GECITEERDE PASSAGE:
----

“A clean house is a sign of a wasted life”
Schoonmaken en opruimen is nooit aan mij besteed geweest. Sommige mensen hebben tal van argumenten die pleiten voor de schoonmakelarij “je wordt er zo lekker zen van,” “van een opgeruimd huis krijg ik een opgeruimd hoofd”. Allemaal leuk en aardig, maar ik kan veel leukere dingen verzinnen waar ik ook zen van word waar geen allesreiniger mee gemoeid is. En natuurlijk zijn er argumenten vanuit het hygiënisch perfectief waar ik iets gevoeliger voor ben. Mijn huis moet schoon zijn, maar niet super netjes is mijn schoonmaakinstelling.

----

INGEVOERDE GEGEVENS:
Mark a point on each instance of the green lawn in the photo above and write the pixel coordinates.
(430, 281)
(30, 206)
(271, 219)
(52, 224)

----

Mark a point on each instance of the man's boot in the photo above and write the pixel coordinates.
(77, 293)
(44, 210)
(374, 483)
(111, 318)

----

GEGEVEN OPDRACHT 1:
Beantwoord de volgende vragen over de geciteerde passage.
(a) Welke uitspraak staat als titel boven de passage?
(b) Welk argument voor schoonmaken wordt genoemd naast "je wordt er zo lekker zen van"?
(c) Hoe omschrijft de schrijver de eigen schoonmaakinstelling?
GEGEVEN OPDRACHT 2:
Schrijf het volgende deel van de geciteerde passage over schoonmaken en opruimen, aansluitend op de laatste zin.

UITWERKING OEFENING 1:
(a) "A clean house is a sign of a wasted life"
(b) "van een opgeruimd huis krijg ik een opgeruimd hoofd"
(c) Het huis moet schoon zijn, maar niet super netjes.

UITWERKING OEFENING 2:
Nu is dit alles geen probleem wanneer ik alleen zou wonen. De enige die zich kan ergeren aan mijn minimale schoonmaakinspanningen ben ik zelf. Maar helaas woon ik al een tijdje niet meer alleen. Eerst met ex BJ, die mijn rommeligheid in den beginne nog schattig vond, en nu met huisgenoot O. die iets minder van mijn instelling gecharmeerd is. Zijn irritatie heeft hij door de jaren heen vooral laten blijken door me gefrustreerde SMS’jes (SMS ja, want dit is er zo een die geen gebruik meer maakt van het grote, boze Whatsapp en Facebook) te sturen met het verzoek om dingen op te ruimen. Het hoogtepunt kwam toen ik met vakantie ging naar Wenen en ik in het vliegtuig al een boze SMS ontving over een wok die nog op het fornuis stond. Het bizarre is dat ik wel wist dat die wok (met aangekoekte rendang resten) daar stond. Maar toen ik thuiskwam om middernacht was de vaatwasser al vol en wilde ik geen lawaai maken in de keuken door de pan met de hand schoon te maken. Toen ik terugkwam van mijn vakantie had O. alle spullen die ik in de woonkamer had rond laten slingeren op mijn bed gegooid. Lekker slapen onder een deken van troep.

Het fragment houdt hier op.